> _WHAT IS EXPECTED_
Write what comes next in the Advanced Punctuation documentation page, picking up directly after its final line.

Advanced Punctuation

VoiceBase enables you to apply an advanced punctuation engine to the English language transcripts output from the VoiceBase speech engine. The English transcripts will have a more thorough application of periods and include commas as well as question marks.

Using Advanced Punctuation

To enable advanced punctuation, set in the configuration’s speechModel section, include "advancedPunctuation" in the features array when make a call to POST /media.

{
  "speechModel": {
    "features": [
        "advancedPunctuation"
    ]
  }
}

The configuration contains the following fields:

  • speechModel: speech model section
  • features: speech model features to enable

Advanced Punctuation Results

Results of advanced punctuation are included with responses from GET /v3/media/{mediaId} API, and in callbacks. The punctuation uses the same format, appears in the transcript’s words array with a value of punc in the m (metadata) field. Advanced Punctuation augments and improves the usage of ., ,, and ?.

For example:

{
  "mediaId": "bc14632d-e81b-4673-992d-5c5fb6573fb8",
  "status": "finished",
  "dateCreated": "2017-06-22T19:18:49Z",
  "dateFinished": "2017-06-22T19:19:27Z",
  "mediaContentType": "audio/x-wav",
  "length": 10031,
  "transcript": {
     "words":[
        {
          "p":0,
          "s":700,
          "c":0.1,
          "e":3000,
          "w":"agent",
          "m":"turn"

Photo object pointing records:
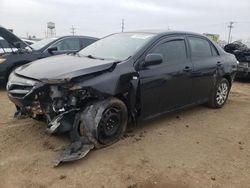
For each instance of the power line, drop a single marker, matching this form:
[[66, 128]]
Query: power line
[[230, 26], [122, 25], [73, 30]]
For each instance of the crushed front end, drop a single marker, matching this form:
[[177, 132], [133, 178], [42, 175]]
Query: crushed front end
[[57, 102]]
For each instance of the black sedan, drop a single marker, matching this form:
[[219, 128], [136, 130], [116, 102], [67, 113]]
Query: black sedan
[[126, 76]]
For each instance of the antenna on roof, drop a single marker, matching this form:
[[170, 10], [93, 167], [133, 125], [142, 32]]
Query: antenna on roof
[[122, 25], [73, 30]]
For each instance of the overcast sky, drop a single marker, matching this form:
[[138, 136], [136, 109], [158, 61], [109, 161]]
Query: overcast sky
[[102, 17]]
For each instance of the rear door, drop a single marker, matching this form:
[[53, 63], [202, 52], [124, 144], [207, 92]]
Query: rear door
[[166, 86], [206, 61]]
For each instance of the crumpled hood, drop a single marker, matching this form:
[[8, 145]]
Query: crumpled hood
[[11, 38], [63, 67]]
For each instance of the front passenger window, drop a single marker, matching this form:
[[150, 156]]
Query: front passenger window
[[68, 44], [172, 51], [199, 47]]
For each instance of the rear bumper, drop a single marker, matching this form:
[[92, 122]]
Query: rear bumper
[[243, 71]]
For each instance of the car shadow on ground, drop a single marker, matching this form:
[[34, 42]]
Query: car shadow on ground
[[2, 87], [243, 80]]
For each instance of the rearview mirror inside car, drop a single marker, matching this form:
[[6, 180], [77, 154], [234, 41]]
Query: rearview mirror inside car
[[153, 59], [52, 49]]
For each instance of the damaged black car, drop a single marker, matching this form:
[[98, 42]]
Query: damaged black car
[[123, 77], [242, 54]]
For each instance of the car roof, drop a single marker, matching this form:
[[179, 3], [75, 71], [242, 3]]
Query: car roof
[[76, 36], [164, 32]]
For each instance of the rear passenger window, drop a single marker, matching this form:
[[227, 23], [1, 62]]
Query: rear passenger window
[[214, 51], [172, 51], [199, 47]]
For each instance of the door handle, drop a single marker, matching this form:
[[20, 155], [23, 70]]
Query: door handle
[[219, 64], [187, 69]]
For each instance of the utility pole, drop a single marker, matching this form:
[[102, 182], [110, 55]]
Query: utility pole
[[230, 26], [73, 30], [122, 25]]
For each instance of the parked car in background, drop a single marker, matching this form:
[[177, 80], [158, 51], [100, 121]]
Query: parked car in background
[[130, 75], [242, 54], [6, 47], [47, 47]]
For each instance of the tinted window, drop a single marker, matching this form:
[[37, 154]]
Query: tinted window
[[4, 44], [199, 47], [172, 51], [68, 44], [214, 51], [87, 41]]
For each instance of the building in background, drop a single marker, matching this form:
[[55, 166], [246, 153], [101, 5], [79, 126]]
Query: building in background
[[51, 30]]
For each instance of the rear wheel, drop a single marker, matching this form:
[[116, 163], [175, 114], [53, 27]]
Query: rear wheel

> _REPLY TO THE TASK_
        },
        {
          "p":1,
          "s":700,
          "c":0.537,
          "e":870,
          "w":"Hello"
        },
        {
          "p":2,
          "s":900,
          "c":0,
          "e":900,
          "w":",",
          "m":"punc"
        },
        {
           "p":3,
           "s":950,
           "c":0.1,
           "e":990,
           "w":"How"
        },
        {
           "p":4,
           "s":1020,
           "c":0.975,
           "e":1060,
           "w":"are"
        },
        {
          "p":5,
          "s":1070,
          "c":0.975,
          "e":1120,
          "w":"you"
        },
        {
          "p":6,
          "s":1300,
          "c":0,
          "e":1300,
          "w":"?",
          "m":"punc"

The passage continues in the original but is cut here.